**EXERCISE TASK**: Nothing other than the lines from the one containing "Please locate the black" through the close of the entries below should be printed, each exactly.

**SUPPLIED DATA**:
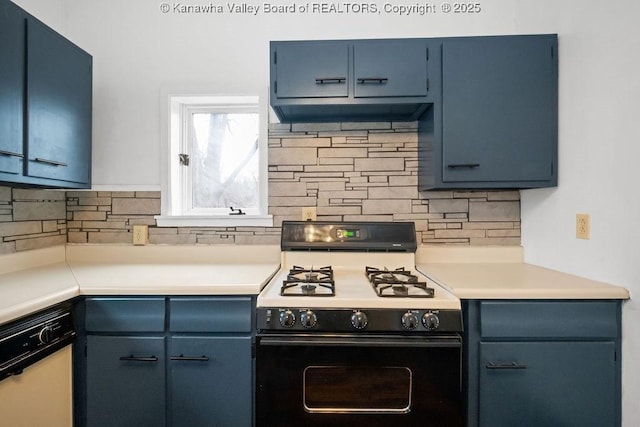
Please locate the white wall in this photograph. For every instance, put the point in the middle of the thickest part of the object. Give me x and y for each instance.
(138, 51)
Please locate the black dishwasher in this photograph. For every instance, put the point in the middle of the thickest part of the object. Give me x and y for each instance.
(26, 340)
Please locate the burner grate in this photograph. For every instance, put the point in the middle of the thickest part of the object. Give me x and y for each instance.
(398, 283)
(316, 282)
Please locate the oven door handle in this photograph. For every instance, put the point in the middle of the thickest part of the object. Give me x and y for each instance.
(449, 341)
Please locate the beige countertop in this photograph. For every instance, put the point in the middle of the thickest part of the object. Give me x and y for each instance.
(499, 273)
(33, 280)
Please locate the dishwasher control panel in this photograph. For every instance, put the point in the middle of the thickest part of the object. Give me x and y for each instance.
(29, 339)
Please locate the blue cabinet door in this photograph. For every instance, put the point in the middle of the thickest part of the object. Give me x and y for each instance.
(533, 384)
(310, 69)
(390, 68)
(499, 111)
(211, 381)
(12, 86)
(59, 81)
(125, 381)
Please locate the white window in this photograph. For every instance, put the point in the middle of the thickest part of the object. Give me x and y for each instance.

**EXERCISE OUTPUT**:
Please locate the black dishwasher in this photograph. For every instance, put the point in the middle of the thickest part of the object. Give me x and y for each instance.
(26, 340)
Please locate the burner grate in this photograph. For every instance, put the point in the middle of the thickest part of the object. Give me x and y for each instance.
(398, 283)
(316, 282)
Please locate the oven door handle in this photograph. For every instance, put the point in the middle of the thickest part of the object. Give me x and y for each instance.
(449, 341)
Please locate the beige countertop in this photograph. For every instance, put the point in the middle of the thickest part of the object. Give me x and y for each instance.
(499, 273)
(33, 280)
Please locate the dishwasher control panel in this photograph. For every instance, put the point in the middle of the thickest part of the object. Give me x and y for each instance.
(29, 339)
Please locate the blue cabinet door in this photograph. For every instance, put the point in the middle of the thickest part of the object. Give me x and y for each instance.
(533, 384)
(310, 69)
(390, 68)
(499, 111)
(211, 381)
(12, 86)
(59, 81)
(125, 381)
Please locate the white window in this photograph. For every instance, put the point in the middle of the thickest part of the object. Give me x and y for each instance.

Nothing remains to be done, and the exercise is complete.